Data for analysis below:

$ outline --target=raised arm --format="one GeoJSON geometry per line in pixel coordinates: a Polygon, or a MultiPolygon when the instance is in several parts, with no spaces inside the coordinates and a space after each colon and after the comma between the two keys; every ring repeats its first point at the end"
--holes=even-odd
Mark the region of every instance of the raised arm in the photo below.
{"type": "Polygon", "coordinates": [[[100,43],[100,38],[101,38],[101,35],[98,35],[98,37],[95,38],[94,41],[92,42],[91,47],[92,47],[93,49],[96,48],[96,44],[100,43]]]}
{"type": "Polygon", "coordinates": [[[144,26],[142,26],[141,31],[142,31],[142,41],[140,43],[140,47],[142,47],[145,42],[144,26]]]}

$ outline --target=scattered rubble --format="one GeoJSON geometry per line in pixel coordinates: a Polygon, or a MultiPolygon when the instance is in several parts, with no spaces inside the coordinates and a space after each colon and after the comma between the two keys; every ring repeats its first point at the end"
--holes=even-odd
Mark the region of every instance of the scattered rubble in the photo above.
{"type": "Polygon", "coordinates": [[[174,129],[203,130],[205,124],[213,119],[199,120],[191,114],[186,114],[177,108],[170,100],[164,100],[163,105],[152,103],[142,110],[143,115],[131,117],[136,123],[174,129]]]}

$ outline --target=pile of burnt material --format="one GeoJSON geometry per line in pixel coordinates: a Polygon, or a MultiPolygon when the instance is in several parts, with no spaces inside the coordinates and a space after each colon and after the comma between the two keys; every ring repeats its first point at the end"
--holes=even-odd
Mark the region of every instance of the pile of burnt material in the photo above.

End of Data for analysis.

→ Exercise instructions:
Please write out each entry shown above exactly as given.

→ Task output:
$ outline --target=raised arm --format="one GeoJSON geometry per line in pixel coordinates: a Polygon, or a MultiPolygon when the instance is in several parts, with no spaces inside the coordinates and a space after each colon and after the comma between the two keys; every ring repeats its first point at the end"
--holes=even-odd
Mark the region of every instance of the raised arm in the photo below.
{"type": "Polygon", "coordinates": [[[100,43],[100,38],[101,38],[101,35],[98,35],[98,37],[95,38],[94,41],[92,42],[91,47],[92,47],[93,49],[96,48],[96,44],[100,43]]]}
{"type": "Polygon", "coordinates": [[[144,26],[142,26],[141,31],[142,31],[142,41],[140,43],[140,47],[142,47],[145,42],[144,26]]]}

$ outline --target=scattered rubble --format="one GeoJSON geometry per line in pixel coordinates: a Polygon, or a MultiPolygon when the instance is in several parts, with no spaces inside the coordinates and a space after each colon and after the comma between the two keys; every ring repeats its first point at the end"
--holes=even-odd
Mark the region of every instance of the scattered rubble in the photo above.
{"type": "Polygon", "coordinates": [[[174,129],[203,130],[205,124],[213,119],[199,120],[191,114],[186,114],[177,108],[170,100],[164,100],[163,105],[152,103],[142,110],[143,115],[131,117],[136,123],[174,129]]]}

$ outline --target=pile of burnt material --format="one GeoJSON geometry per line in pixel coordinates: a Polygon, or a MultiPolygon when the instance is in several parts, with no spaces inside the coordinates and a space after each colon and after the comma between the two keys; every ring repeats its first point at the end"
--holes=even-odd
Mark the region of every instance of the pile of burnt material in the photo above.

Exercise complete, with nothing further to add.